§ What is being asked
Answer these questions using the passage below about the film Two Girls and a Guy.
1. Which actor plays Blake?
2. What have Carla and Lou recently discovered about Blake?
3. Which song does Blake sing while pulling faces in the mirror?

§ Passage given
------------------------------------------------

There is a hilarious scene at the heart of James Toback's Two Girls and a Guy which sums up the writer-director's unique views on personality and behaviour.

 

Blake (Robert Downey Jr.) finds himself finally alone in his apartment, after being mercilessly interrogated by the two women in his life, Carla (Heather Graham) and Lou (Natasha Gregson Wagner). They have recently discovered that Blake is intimately involved with both of them at once and lying furiously about it.

 

So Blake stares at himself long and hard in a mirror, splashing his face with water, swearing to "get it together" and tell the truth in future. Within moments, however, Blake is entranced by his own image and, not the first time in the movie, he begins pulling grotesque faces while singing a bent rendition of Jackie Wilson's "You Don't Know Me".

------------------------------------------------

§ Material
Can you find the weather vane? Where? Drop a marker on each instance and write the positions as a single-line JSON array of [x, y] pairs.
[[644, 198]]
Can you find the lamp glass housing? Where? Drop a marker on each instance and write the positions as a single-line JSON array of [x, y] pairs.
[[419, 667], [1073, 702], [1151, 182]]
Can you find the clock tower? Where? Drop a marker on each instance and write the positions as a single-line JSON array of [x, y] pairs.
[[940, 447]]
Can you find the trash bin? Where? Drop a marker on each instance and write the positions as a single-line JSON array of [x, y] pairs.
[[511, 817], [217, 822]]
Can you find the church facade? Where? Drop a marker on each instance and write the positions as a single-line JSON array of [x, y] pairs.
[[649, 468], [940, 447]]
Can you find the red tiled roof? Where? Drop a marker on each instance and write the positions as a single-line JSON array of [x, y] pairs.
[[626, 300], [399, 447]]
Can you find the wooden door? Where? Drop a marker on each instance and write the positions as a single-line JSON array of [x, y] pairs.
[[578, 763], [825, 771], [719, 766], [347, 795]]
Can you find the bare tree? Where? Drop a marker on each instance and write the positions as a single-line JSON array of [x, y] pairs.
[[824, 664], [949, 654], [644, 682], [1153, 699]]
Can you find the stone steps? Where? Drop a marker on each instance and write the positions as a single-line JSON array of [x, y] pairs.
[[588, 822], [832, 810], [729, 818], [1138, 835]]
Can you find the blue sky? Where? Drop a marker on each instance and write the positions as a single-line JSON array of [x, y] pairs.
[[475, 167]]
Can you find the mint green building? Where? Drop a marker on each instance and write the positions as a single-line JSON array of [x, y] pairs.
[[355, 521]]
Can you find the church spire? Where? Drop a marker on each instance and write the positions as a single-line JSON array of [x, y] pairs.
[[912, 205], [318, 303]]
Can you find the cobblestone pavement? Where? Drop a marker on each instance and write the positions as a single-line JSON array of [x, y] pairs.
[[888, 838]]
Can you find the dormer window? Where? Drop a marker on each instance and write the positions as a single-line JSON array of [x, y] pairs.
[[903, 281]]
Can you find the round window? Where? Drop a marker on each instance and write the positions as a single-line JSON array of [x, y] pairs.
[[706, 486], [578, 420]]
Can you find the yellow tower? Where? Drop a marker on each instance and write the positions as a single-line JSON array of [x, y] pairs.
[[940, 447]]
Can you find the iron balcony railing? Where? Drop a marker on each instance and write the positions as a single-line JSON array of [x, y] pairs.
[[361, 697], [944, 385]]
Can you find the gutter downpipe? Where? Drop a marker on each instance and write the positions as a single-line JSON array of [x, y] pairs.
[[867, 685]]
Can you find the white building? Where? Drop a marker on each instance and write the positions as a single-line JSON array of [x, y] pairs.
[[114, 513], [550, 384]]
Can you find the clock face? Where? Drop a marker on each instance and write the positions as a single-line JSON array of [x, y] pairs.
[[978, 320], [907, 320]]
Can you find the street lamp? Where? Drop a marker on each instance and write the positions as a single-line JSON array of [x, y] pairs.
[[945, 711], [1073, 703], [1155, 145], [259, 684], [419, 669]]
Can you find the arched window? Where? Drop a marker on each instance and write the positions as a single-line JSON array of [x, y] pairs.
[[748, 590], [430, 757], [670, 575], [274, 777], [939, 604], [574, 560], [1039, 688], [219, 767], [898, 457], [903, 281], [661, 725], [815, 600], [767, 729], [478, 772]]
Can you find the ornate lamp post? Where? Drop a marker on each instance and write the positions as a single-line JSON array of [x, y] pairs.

------------------------------------------------

§ Solution to the problem
1. Robert Downey Jr.
2. They have discovered that Blake is intimately involved with both of them at once and lying furiously about it.
3. Jackie Wilson's "You Don't Know Me".